Rows of named object pointing entries

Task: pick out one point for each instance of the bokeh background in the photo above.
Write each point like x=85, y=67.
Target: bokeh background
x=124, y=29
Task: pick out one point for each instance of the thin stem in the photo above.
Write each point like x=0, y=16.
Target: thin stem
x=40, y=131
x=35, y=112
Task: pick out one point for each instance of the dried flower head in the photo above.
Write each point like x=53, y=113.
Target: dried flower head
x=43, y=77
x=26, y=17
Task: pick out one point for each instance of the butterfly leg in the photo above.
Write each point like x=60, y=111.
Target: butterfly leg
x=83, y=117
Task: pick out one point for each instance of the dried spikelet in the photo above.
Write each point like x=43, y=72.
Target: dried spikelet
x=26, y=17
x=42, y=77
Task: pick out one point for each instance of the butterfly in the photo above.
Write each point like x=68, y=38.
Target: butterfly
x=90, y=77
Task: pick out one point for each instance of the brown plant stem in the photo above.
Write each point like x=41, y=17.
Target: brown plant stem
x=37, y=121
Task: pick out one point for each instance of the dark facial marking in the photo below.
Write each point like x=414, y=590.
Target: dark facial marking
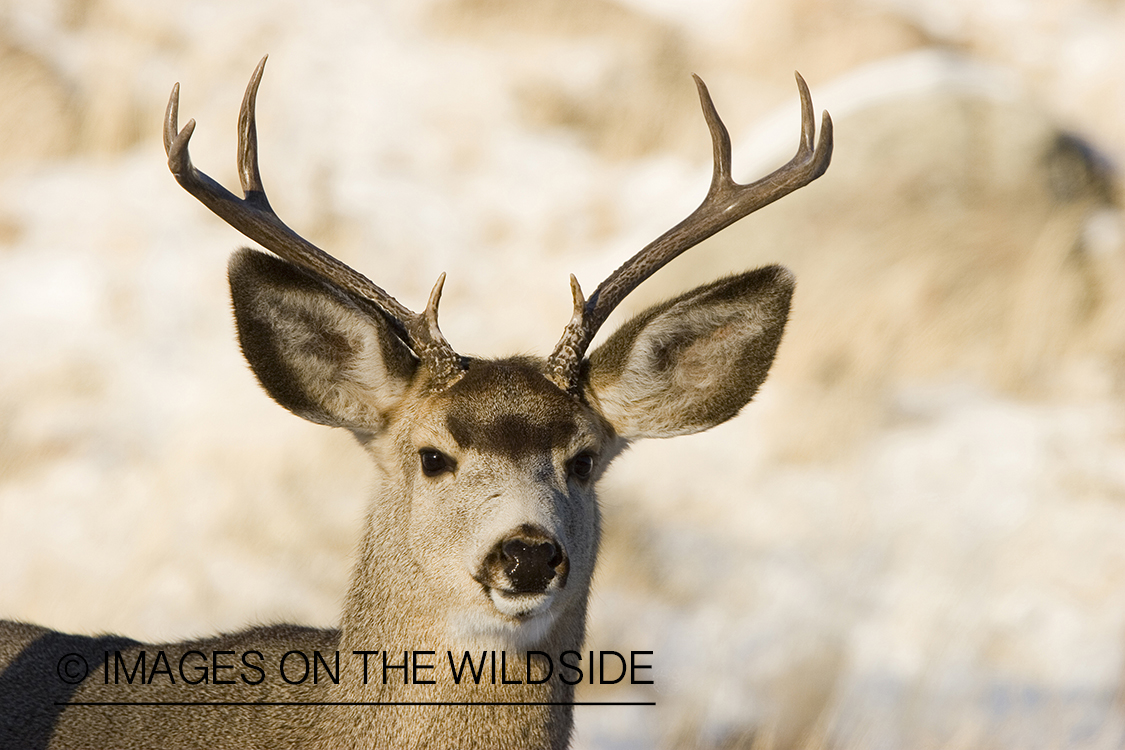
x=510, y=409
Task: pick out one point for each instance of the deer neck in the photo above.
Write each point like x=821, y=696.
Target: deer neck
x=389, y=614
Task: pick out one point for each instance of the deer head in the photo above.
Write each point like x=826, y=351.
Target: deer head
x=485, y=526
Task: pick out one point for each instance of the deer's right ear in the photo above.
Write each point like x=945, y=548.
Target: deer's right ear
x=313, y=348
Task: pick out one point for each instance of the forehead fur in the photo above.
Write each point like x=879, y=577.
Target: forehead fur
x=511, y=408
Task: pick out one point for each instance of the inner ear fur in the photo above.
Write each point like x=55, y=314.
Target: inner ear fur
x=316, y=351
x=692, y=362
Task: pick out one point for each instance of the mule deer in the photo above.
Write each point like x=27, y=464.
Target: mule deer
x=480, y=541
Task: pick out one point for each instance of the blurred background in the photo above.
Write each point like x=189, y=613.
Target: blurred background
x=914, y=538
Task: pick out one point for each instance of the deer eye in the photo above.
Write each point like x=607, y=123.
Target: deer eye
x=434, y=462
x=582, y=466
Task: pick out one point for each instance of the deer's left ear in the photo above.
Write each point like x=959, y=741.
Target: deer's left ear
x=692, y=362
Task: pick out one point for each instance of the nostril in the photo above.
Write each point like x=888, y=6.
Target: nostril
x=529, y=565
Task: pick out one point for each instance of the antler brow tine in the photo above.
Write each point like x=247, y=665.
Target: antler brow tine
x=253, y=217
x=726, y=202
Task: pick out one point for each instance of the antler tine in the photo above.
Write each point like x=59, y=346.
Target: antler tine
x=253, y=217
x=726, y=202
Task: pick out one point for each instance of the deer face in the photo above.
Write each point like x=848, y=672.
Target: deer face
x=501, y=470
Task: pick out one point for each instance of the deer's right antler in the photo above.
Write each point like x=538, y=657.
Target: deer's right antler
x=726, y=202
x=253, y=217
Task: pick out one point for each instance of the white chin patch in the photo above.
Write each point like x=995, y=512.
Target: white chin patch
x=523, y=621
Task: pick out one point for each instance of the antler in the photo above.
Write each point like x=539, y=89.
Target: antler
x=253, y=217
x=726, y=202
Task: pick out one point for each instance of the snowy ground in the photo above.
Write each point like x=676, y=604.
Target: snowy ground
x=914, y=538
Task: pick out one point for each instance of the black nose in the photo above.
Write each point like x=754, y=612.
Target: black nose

| YOUR TASK |
Convert the rows from the start up to and including the line with "x=124, y=29" into a JSON list of strings, one string per line, skipping any blank lines.

| THE ANSWER |
[
  "Task: pick out one point for each instance of the bokeh background in the photo above.",
  "Write each point like x=85, y=67.",
  "Target: bokeh background",
  "x=124, y=29"
]